May 15, 2024 • By David Towriss
Source: GovernmentZA @ flickr

Thirty years ago, South Africans cast their ballots in the country’s first democratic elections, making a definitive statement about how the country should be governed. As South Africans now prepare to vote on 29 May, their democracy appears to be standing at another important juncture. Polls project that the long-governing African National Congress (ANC) party is set to lose its majority, raising the prospect of potentially unstable coalition governance and even a renegotiation of South Africa’s post-Apartheid settlement. 

The end of ANC dominance?

Until now, uncertainty about which party would govern has been largely absent from South Africa’s national elections. Since 1994, the ANC has been able to build on the legitimacy it gained as the country’s liberation struggle movement and convert widespread support into large electoral majorities. Yet recent polls suggest that the ANC may win less than 50 per cent of the vote for the first time, with polling company IPSOS currently forecasting they will receive between 42 and 46 per cent of the popular vote. Such an electoral result would be a major shift in South Africa’s political landscape and symbolic of declining confidence in the capacity of the ANC to deliver on the post-apartheid social contract, including its long-standing promise to improve the material conditions of the country’s poor.

*Given data*
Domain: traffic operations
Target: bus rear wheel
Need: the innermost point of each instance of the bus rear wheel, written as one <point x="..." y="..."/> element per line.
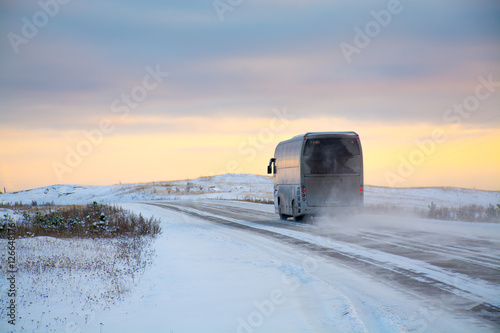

*Requirement 1*
According to the article on South Africa's elections, what share of the popular vote does IPSOS forecast the ANC will receive?
*Requirement 2*
Write the next part of the article on South Africa's elections, picking up after its final sentence.

*Final result 1*
Between 42 and 46 per cent.

*Final result 2*
A turbulent return to national coalition governance?

As it has become increasingly clear that no party is likely to win an absolute majority (IPSOS puts the ANC’s nearest challenger, the Democratic Alliance (DA), at between 20 and 21.5 per cent), much attention has been paid to the various governing coalitions that might be formed. Coalition governance at the national level is not new to South Africa; its first post-Apartheid government was a government of national unity. But to get a sense of how it is likely to play out on this occasion, a better guide can be found in the performance of municipal and local coalition governments. Here, despite some success storiespolitical polarization and personal ambition have prevented the cooperation and compromise necessary to form stable, policy-oriented coalitions

In the absence of a broader sense of national unity, many commentators are pessimistic about the prospects of political parties being able to overcome their divisions and realise the democratic potential of coalition governance. They fear that the 2024 elections will usher in a new period of volatility, in which short-lived governments are collapsed and reconstituted by parties playing politics. 

Revising the post-Apartheid settlement?  

Among the parties most likely to influence an ANC-led coalition government (either within or outside of it) are the Economic Freedom Fighters (EFF) and the newly established uMkhonto Wesizwe party (MK), both of which are breakaways from the ANC (the latter led by former ANC President Jacob Zuma) and are competing for its core votersForecast to win the third and fourth largest shares of the national vote respectively, their manifestos contain pledges to undo key elements of South Africa’s post-Apartheid democratic settlement.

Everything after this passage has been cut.